**WHAT TO PRODUCE**
Once you have read the listing, retype all of it exactly.

######

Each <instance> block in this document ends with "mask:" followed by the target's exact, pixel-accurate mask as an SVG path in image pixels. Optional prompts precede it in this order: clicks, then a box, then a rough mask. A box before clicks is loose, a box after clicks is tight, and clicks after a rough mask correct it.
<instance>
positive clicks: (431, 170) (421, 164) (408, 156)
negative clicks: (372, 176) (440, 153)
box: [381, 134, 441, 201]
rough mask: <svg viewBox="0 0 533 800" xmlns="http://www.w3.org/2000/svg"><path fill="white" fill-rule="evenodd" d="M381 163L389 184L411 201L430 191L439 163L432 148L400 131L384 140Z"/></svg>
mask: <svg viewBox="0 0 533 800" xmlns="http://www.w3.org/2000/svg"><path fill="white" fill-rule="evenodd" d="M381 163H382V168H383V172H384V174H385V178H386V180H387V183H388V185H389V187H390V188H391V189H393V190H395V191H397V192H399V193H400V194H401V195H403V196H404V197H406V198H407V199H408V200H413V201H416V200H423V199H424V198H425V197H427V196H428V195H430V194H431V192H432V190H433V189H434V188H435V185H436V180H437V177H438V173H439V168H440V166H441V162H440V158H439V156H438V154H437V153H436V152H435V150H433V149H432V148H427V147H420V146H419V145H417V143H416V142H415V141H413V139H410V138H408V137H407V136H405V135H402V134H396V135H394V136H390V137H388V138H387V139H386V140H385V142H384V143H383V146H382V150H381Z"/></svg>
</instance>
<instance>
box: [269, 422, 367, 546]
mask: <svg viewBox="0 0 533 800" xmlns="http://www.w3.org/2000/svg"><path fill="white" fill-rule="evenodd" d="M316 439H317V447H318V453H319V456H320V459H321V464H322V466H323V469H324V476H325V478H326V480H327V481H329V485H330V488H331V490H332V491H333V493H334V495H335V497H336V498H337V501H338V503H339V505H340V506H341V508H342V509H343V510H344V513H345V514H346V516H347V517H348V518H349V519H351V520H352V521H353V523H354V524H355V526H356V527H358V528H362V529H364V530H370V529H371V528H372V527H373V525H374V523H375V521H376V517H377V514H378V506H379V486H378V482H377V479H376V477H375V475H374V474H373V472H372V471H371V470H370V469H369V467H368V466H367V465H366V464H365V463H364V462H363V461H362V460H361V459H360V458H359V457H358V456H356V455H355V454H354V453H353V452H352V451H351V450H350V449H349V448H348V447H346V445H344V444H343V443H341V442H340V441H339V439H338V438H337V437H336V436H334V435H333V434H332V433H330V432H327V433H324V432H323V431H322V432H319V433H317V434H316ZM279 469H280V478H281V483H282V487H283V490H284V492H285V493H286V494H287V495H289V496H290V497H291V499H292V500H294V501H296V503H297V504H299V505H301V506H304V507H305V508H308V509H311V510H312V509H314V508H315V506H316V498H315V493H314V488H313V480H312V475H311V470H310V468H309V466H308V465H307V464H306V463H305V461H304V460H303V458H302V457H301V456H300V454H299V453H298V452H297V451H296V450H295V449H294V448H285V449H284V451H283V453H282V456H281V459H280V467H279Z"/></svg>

######

**RESULT OF THIS TASK**
Each <instance> block in this document ends with "mask:" followed by the target's exact, pixel-accurate mask as an SVG path in image pixels. Optional prompts precede it in this order: clicks, then a box, then a rough mask. A box before clicks is loose, a box after clicks is tight, and clicks after a rough mask correct it.
<instance>
positive clicks: (431, 170) (421, 164) (408, 156)
negative clicks: (372, 176) (440, 153)
box: [381, 134, 441, 201]
rough mask: <svg viewBox="0 0 533 800" xmlns="http://www.w3.org/2000/svg"><path fill="white" fill-rule="evenodd" d="M381 163L389 184L411 201L430 191L439 163L432 148L400 131L384 140Z"/></svg>
mask: <svg viewBox="0 0 533 800" xmlns="http://www.w3.org/2000/svg"><path fill="white" fill-rule="evenodd" d="M381 163H382V168H383V172H384V174H385V178H386V180H387V183H388V185H389V187H390V188H391V189H393V190H395V191H397V192H399V193H400V194H401V195H403V196H404V197H406V198H407V199H408V200H413V201H416V200H423V199H424V198H425V197H427V196H428V195H430V194H431V192H432V190H433V189H434V188H435V185H436V180H437V177H438V173H439V168H440V166H441V162H440V158H439V156H438V154H437V153H436V152H435V150H433V149H432V148H427V147H420V146H419V145H417V143H416V142H415V141H413V139H410V138H408V137H407V136H405V135H402V134H396V135H394V136H390V137H388V138H387V139H386V140H385V142H384V143H383V146H382V150H381Z"/></svg>
</instance>
<instance>
box: [269, 422, 367, 546]
mask: <svg viewBox="0 0 533 800" xmlns="http://www.w3.org/2000/svg"><path fill="white" fill-rule="evenodd" d="M316 439H317V447H318V453H319V456H320V459H321V464H322V466H323V469H324V476H325V478H326V480H327V481H329V485H330V488H331V490H332V491H333V493H334V495H335V497H336V498H337V501H338V503H339V505H340V506H341V508H342V509H343V510H344V513H345V514H346V516H347V517H348V518H349V519H351V520H352V521H353V523H354V524H355V526H356V527H358V528H362V529H364V530H370V529H371V528H372V527H373V525H374V523H375V521H376V517H377V514H378V506H379V486H378V482H377V479H376V477H375V475H374V474H373V472H372V471H371V470H370V469H369V467H368V466H367V465H366V464H365V463H364V462H363V461H362V460H361V459H360V458H359V457H358V456H356V455H355V454H354V453H353V452H352V451H351V450H350V449H349V448H348V447H346V445H344V444H343V443H341V442H340V441H339V439H338V438H337V437H336V436H334V435H333V434H332V433H330V432H327V433H324V432H323V431H322V432H319V433H317V434H316ZM279 469H280V478H281V483H282V487H283V490H284V492H285V493H286V494H287V495H289V496H290V497H291V499H292V500H294V501H296V503H297V504H299V505H301V506H304V507H305V508H308V509H311V510H312V509H314V508H315V506H316V498H315V493H314V488H313V480H312V475H311V470H310V468H309V466H308V465H307V464H306V463H305V461H304V460H303V458H302V457H301V456H300V454H299V453H298V452H297V451H296V450H295V449H294V448H285V449H284V451H283V453H282V456H281V459H280V467H279Z"/></svg>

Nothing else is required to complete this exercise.